> [Challenge a]:
Swap "snow plow truck" for "plow truck" in the region labeling records from the first line up to and including the line with "[448,256,486,311]", and write those lines out again with everything else unchanged.

> [Extract]:
**********
There was supposed to be a ceiling above which Trump’s popular support could not climb.

In America, you can judge a crowd by its merchandise. Outside the Connecticut Convention Centre in Hartford, frail old men and brawny moms are selling “your Trump 45 football jerseys”, “your hats”, “your campaign buttons”. But the hottest item is a T-shirt bearing the slogan “Hillary sucks . . . but not like Monica!” and, on the back: “Trump that bitch!” Inside, beyond the checkpoint manned by the Transportation Security Administration and the secret service (“Good!” the man next to me says, when he sees the agents), is a family whose three kids, two of them girls, are wearing the Monica shirt.

Other people are content with the shirts they arrived in (“Waterboarding – baptising terrorists with freedom” and “If you don’t BLEED red, white and blue, take your bitch ass home!”). There are 80 chairs penned off for the elderly but everyone else is standing: guys in motorcycle and military gear, their arms folded; aspiring deal-makers, suited, on cellphones; giggling high-school fatsos, dressed fresh from the couch, grabbing M&M’s and Doritos from the movie-theatre-style concession stands. So many baseball hats; deep, bellicose chants of “Build the wall!” and “USA!”. (And, to the same rhythm, “Don-ald J!”)

A grizzled man in camouflage pants and combat boots, whose T-shirt – “Connecticut Militia III%” – confirms him as a member of the “patriot” movement, is talking to a zealous young girl in a short skirt, who came in dancing to “Uptown Girl”.

“Yeah, we were there for Operation American Spring,” he says. “Louis Farrakhan’s rally of hate . . .”

“And you’re a veteran?” she asks. “Thank you so much!”

Three hours will pass. A retired US marine will take the rostrum to growl, “God bless America – hoo-rah!”; “Uptown Girl” will play many more times (much like his speeches, Donald J’s playlist consists of a few items, repeated endlessly), before Trump finally looms in and asks the crowd: “Is this the greatest place on Earth?”
**********
[Region labeling records]
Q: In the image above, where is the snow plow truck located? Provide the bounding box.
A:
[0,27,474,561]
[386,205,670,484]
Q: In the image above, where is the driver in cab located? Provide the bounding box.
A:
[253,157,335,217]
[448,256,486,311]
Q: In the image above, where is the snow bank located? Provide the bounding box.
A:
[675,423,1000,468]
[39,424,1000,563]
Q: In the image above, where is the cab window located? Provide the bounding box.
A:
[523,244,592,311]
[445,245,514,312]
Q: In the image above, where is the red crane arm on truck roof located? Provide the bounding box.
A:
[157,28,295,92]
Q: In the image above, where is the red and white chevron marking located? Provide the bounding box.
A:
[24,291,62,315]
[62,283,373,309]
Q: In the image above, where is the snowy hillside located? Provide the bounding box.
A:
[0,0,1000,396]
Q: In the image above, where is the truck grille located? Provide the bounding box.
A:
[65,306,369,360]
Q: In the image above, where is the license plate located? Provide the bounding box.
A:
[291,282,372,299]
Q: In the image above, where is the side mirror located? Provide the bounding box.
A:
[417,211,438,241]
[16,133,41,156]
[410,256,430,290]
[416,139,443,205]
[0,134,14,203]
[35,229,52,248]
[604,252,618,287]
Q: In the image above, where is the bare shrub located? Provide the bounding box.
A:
**********
> [Challenge b]:
List the chants the crowd shouts in the article about the Trump rally.

> [Written reply a]:
Q: In the image above, where is the plow truck located? Provide the bounding box.
A:
[0,27,474,561]
[386,205,670,484]
Q: In the image above, where is the driver in cab located? Provide the bounding box.
A:
[253,157,335,217]
[448,256,486,311]

> [Written reply b]:
"Build the wall!"
"USA!"
"Don-ald J!"